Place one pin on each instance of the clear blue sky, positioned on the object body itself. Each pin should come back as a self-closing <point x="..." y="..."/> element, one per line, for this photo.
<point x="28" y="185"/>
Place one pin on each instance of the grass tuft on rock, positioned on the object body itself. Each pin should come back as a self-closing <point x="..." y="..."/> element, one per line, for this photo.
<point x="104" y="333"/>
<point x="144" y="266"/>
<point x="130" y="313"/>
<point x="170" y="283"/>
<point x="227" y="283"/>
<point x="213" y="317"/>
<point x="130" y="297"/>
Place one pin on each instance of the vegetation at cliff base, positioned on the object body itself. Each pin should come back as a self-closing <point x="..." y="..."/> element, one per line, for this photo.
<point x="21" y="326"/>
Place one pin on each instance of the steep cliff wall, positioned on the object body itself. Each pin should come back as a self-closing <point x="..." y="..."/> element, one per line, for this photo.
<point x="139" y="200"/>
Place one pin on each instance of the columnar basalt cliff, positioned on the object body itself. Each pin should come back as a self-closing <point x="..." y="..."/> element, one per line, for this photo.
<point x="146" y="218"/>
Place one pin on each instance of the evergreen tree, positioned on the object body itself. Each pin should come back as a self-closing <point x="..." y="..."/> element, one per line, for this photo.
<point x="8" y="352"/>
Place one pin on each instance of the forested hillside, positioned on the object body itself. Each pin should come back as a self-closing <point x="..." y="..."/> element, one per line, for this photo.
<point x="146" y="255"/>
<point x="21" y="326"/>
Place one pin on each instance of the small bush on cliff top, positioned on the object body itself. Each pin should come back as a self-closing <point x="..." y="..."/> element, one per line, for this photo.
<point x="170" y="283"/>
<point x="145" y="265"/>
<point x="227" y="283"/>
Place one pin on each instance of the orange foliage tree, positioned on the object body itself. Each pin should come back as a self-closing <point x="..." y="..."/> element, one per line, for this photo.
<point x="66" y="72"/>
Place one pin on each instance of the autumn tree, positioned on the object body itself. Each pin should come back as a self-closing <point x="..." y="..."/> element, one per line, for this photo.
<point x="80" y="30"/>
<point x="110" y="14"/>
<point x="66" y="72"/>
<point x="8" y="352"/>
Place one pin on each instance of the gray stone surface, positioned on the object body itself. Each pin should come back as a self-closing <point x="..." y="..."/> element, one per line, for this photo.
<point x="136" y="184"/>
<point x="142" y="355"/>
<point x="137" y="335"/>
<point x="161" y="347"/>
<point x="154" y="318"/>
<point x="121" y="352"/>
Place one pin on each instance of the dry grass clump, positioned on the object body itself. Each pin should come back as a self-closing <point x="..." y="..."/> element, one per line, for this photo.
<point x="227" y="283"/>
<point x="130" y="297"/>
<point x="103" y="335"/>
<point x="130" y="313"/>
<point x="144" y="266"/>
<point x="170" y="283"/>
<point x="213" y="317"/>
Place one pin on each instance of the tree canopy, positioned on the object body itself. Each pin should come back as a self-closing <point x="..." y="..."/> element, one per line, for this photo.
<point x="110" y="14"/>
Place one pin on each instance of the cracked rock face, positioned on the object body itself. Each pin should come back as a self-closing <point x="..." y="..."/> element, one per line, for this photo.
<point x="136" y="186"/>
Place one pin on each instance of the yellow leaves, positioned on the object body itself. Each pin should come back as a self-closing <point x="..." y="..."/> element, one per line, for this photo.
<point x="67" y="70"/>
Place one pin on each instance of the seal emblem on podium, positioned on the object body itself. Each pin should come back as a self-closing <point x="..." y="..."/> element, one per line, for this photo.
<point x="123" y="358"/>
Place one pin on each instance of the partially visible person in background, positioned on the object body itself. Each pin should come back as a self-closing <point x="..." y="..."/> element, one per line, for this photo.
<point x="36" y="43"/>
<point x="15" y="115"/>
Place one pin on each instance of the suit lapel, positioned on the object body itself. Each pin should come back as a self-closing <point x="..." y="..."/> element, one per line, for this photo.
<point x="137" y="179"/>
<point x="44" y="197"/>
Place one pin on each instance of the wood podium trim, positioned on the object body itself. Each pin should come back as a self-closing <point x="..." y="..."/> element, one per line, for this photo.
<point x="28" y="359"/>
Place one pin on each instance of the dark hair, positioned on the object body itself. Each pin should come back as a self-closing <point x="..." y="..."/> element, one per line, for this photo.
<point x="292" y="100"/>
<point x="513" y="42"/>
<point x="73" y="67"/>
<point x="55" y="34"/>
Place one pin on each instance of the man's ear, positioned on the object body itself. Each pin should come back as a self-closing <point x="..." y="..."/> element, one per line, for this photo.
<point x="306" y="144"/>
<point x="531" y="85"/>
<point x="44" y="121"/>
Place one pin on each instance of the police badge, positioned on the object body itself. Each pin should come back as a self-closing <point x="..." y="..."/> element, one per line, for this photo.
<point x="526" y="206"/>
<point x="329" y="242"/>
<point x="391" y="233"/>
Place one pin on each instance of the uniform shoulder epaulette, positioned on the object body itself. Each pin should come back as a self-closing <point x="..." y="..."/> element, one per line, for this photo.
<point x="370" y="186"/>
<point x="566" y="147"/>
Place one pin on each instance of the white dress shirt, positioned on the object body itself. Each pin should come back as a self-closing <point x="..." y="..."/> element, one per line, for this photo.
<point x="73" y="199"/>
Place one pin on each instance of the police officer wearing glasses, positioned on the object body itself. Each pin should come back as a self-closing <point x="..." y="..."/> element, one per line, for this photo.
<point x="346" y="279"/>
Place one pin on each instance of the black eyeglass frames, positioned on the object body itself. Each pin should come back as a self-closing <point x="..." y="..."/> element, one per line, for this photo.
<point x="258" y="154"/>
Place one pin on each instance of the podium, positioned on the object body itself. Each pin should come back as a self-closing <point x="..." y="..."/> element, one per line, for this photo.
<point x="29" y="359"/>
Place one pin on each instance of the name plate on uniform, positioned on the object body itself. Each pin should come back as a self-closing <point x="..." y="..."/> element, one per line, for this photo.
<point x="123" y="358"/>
--- --- ---
# EXERCISE PROMPT
Write out every line exactly as it stands.

# TASK OUTPUT
Place one pin on each instance of the clear blue sky, positioned on the object body itself. Each pin should come back as a self-closing <point x="..." y="..."/> element, one per line, for this photo.
<point x="28" y="185"/>
Place one pin on each instance of the grass tuft on rock, positioned on the object body itself. Each pin should come back as a self-closing <point x="..." y="..."/> element, one per line, for this photo.
<point x="104" y="333"/>
<point x="144" y="266"/>
<point x="130" y="313"/>
<point x="170" y="283"/>
<point x="227" y="283"/>
<point x="213" y="317"/>
<point x="130" y="297"/>
Place one pin on each instance of the vegetation at cliff base, positioned on the object body itself. Each pin should come back as a self-closing <point x="..." y="..."/> element, one per line, for this photo.
<point x="21" y="326"/>
Place one pin on each instance of the steep cliff wall, positioned on the object body itself. Each pin should come back as a self-closing <point x="..." y="..."/> element, one per line, for this photo.
<point x="139" y="200"/>
Place one pin on each instance of the columnar basalt cliff, positioned on the object body itself. Each pin should come back as a self-closing <point x="..." y="..."/> element, one per line, for this photo.
<point x="146" y="218"/>
Place one pin on each instance of the evergreen tree, positioned on the object body itself. Each pin should come back as a self-closing <point x="..." y="..."/> element, one per line, for this photo.
<point x="8" y="352"/>
Place one pin on each instance of the forested hillside, positioned on the object body itself. Each pin should come back as a self-closing <point x="..." y="..."/> element, one per line, for this photo.
<point x="146" y="255"/>
<point x="21" y="326"/>
Place one pin on each instance of the small bush on cliff top, positioned on the object body itself. Each pin should come back as a self-closing <point x="..." y="..."/> element, one per line, for this photo.
<point x="170" y="283"/>
<point x="145" y="265"/>
<point x="227" y="283"/>
Place one pin on each instance of the orange foliage tree, positioned on the object body itself. Each pin should come back as a self-closing <point x="..." y="..."/> element, one per line, for this photo.
<point x="66" y="72"/>
Place one pin on each instance of the autumn tree, positioned on the object body itself. Each pin should come back as a self-closing <point x="..." y="..."/> element, one per line, for this photo.
<point x="80" y="30"/>
<point x="110" y="14"/>
<point x="66" y="72"/>
<point x="8" y="352"/>
Place one pin on each instance of the gray stone surface, positioned on the object body itself. Each pin should come back as a self-closing <point x="..." y="..."/> element, one per line, for this photo.
<point x="136" y="184"/>
<point x="142" y="355"/>
<point x="137" y="335"/>
<point x="161" y="347"/>
<point x="154" y="318"/>
<point x="121" y="352"/>
Place one pin on each instance of the dry grass clump, positioned on the object body itself. Each pin should come back as a self-closing <point x="..." y="..."/> element, one per line, for this photo.
<point x="227" y="283"/>
<point x="130" y="297"/>
<point x="103" y="335"/>
<point x="130" y="313"/>
<point x="144" y="266"/>
<point x="170" y="283"/>
<point x="213" y="317"/>
Place one pin on each instance of the tree canopy, positioned on the object body itself. Each pin should come back as a self-closing <point x="..." y="..."/> element, one per line, for this photo.
<point x="110" y="14"/>
Place one pin on each instance of the cracked rock face, positioned on the object body itself. Each pin should come back as a self-closing <point x="..." y="..."/> element, one per line, for this photo.
<point x="136" y="186"/>
Place one pin on each instance of the yellow leaves, positioned on the object body itself. Each pin should come back as a self-closing <point x="..." y="..."/> element, one per line, for this photo.
<point x="67" y="70"/>
Place one pin on each instance of the seal emblem on podium, positioned on the object body itself. Each pin should come back as a self-closing <point x="..." y="..."/> element, one per line, for this photo.
<point x="123" y="358"/>
Place one pin on each instance of the partially visible person in background, positioned on the object body itself. Each pin should come back as a self-closing <point x="..." y="..."/> element, one per line, for this photo.
<point x="36" y="43"/>
<point x="15" y="115"/>
Place one pin on each instance of the suit lapel, positioned on the object body itself. Each pin should come back as a self-closing <point x="..." y="..."/> element, one per line, for this photo.
<point x="137" y="179"/>
<point x="44" y="197"/>
Place one pin on each instance of the wood podium trim, positioned on the object body itself. Each pin should come back as a self-closing <point x="..." y="..."/> element, one per line, for this photo.
<point x="28" y="359"/>
Place one pin on each instance of the dark hair, positioned on the object body itself. Each pin should come back as a self-closing <point x="..." y="..."/> element, one per line, for this photo.
<point x="292" y="100"/>
<point x="513" y="42"/>
<point x="73" y="67"/>
<point x="55" y="34"/>
Place one pin on each instance of the man's ear, positioned on the object body itself. Each pin should come back as a self-closing <point x="..." y="..."/> element, one per line, for this photo.
<point x="306" y="144"/>
<point x="531" y="85"/>
<point x="44" y="121"/>
Place one pin on each instance of the police badge, positioned on the object body itself. Each pin should come back as a self-closing <point x="..." y="..."/> element, one per line, for this photo.
<point x="526" y="206"/>
<point x="329" y="242"/>
<point x="391" y="233"/>
Place one pin on each instance of the uniform shoulder epaulette, positioned on the object body itself. Each pin should come back as a self-closing <point x="..." y="..."/> element, one per line, for this photo.
<point x="370" y="186"/>
<point x="566" y="147"/>
Place one pin on each instance of the white dress shirt, positioned on the object body itself. Each pin should come back as a self-closing <point x="..." y="..."/> element, one per line, for this photo.
<point x="73" y="199"/>
Place one pin on each instance of the police officer wearing glasses, positioned on the object body itself. Each pin should come back as a self-closing <point x="..." y="..."/> element, one per line, for this photo.
<point x="346" y="279"/>
Place one pin on each instance of the black eyeglass frames, positioned on the object body itself. Each pin should come back as a self-closing <point x="..." y="..."/> element, one per line, for this photo.
<point x="258" y="154"/>
Place one pin on each instance of the podium, positioned on the object body itself. Each pin should come back as a self-closing <point x="..." y="..."/> element, one per line, for this photo.
<point x="29" y="359"/>
Place one pin on each instance of the name plate on uniform, positioned on the object body itself. Each pin should come back as a self-closing <point x="..." y="..."/> element, one per line, for this photo.
<point x="123" y="358"/>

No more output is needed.